Extracted data entries
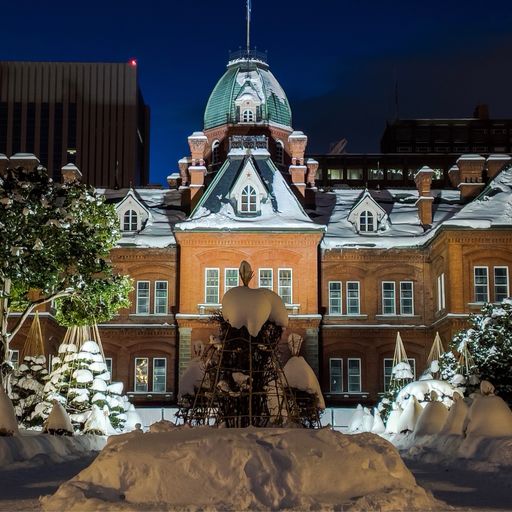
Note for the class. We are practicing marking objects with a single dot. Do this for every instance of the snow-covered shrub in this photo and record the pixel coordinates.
(488, 342)
(26, 390)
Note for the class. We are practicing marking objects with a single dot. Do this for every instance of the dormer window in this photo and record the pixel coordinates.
(248, 200)
(366, 222)
(248, 116)
(130, 220)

■ Task objective ■
An exact copy of every line from the one containing "of the dormer" through the last line of the entries is required; please add nothing.

■ Task result ■
Note for the class. We are practicing marking objects with a single dot. Do this for every instance of the dormer window in this photo and record the pixel coordinates.
(248, 200)
(366, 222)
(248, 116)
(130, 220)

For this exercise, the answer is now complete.